> **Supplied information**
────────────────────────────────────────
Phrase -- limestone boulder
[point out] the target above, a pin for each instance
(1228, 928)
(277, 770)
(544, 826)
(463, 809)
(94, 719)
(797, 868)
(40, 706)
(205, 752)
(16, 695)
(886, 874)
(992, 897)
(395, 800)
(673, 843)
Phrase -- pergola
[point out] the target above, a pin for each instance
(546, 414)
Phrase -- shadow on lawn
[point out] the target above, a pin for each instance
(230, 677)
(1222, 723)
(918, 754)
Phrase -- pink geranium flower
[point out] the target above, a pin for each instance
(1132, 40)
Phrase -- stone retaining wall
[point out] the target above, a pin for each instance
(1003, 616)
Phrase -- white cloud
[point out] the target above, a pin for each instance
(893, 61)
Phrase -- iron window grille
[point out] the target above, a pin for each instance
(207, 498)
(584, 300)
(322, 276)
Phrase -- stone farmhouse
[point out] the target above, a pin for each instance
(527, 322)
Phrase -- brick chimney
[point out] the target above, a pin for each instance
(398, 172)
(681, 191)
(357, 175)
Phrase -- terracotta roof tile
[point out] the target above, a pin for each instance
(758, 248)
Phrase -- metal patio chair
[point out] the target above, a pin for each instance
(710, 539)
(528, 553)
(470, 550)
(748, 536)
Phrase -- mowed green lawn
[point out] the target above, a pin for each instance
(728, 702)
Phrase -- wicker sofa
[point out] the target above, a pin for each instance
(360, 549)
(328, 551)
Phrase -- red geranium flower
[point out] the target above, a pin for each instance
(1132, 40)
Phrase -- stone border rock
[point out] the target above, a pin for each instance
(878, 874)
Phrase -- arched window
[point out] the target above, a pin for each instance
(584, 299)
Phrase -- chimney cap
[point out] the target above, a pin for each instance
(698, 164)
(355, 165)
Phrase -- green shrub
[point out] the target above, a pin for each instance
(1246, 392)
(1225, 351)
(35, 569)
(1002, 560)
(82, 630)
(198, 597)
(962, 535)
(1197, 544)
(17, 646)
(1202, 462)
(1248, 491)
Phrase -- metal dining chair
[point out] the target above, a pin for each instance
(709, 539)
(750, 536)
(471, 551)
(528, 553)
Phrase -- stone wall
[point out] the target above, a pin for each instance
────────────────────────────────────────
> **What you should do**
Reproduce the entire listing word for word.

> **Problem solution**
Phrase -- limestone boulder
[point out] the target above, a pin for each instance
(1228, 928)
(277, 770)
(544, 826)
(463, 809)
(94, 719)
(797, 868)
(40, 706)
(205, 752)
(16, 695)
(886, 874)
(992, 897)
(395, 800)
(673, 843)
Phrase -- pergola
[point out] the target above, a pin for each instance
(546, 414)
Phrase -- shadow on lawn
[point out] the target above, a pin for each instance
(230, 677)
(1222, 723)
(918, 754)
Phrase -- pink geranium flower
[point out] the target above, a pin for each instance
(1132, 40)
Phrase -- stone retaining wall
[point out] the target above, a pin for each instance
(1003, 616)
Phrase -- white cloud
[point out] the target above, a pin for each instance
(893, 61)
Phrase -- iron window grille
[point out] the target above, a pin for each instance
(207, 498)
(584, 300)
(322, 276)
Phrase -- stone farmhouse
[point out] the target above, a pin for each instance
(527, 322)
Phrase -- brick chimney
[point out] the target above, a pin for each instance
(398, 172)
(681, 191)
(357, 175)
Phrase -- terracotta roof tile
[point out] the target above, a pin for each instance
(758, 248)
Phrase -- metal patio chair
[point out] the target above, a pin for each instance
(710, 539)
(528, 553)
(470, 550)
(748, 536)
Phrase -- mowed green lawn
[point out] the target above, a pin for each instance
(728, 702)
Phrase -- wicker sofa
[point out] the target above, a pin for each instance
(360, 549)
(328, 551)
Phrase -- red geranium flower
[point out] the target above, a pin for each instance
(1132, 40)
Phrase -- stone border rock
[point out] the target above, a pin for each instance
(878, 874)
Phrase -- arched window
[point out] the target above, a pin for each instance
(584, 299)
Phrase -- chimney cap
[point out] the target above, a pin for each instance
(698, 164)
(355, 165)
Phrase -- green shrub
[point out] the target above, a pin for each instance
(1246, 392)
(1225, 351)
(35, 569)
(1002, 560)
(82, 630)
(198, 597)
(962, 535)
(1197, 544)
(17, 646)
(1202, 462)
(1248, 491)
Phrase -- metal dining chair
[point out] the target above, a pin for each instance
(709, 539)
(750, 536)
(471, 551)
(528, 553)
Phrase -- stone wall
[point out] the target above, a pin for each instance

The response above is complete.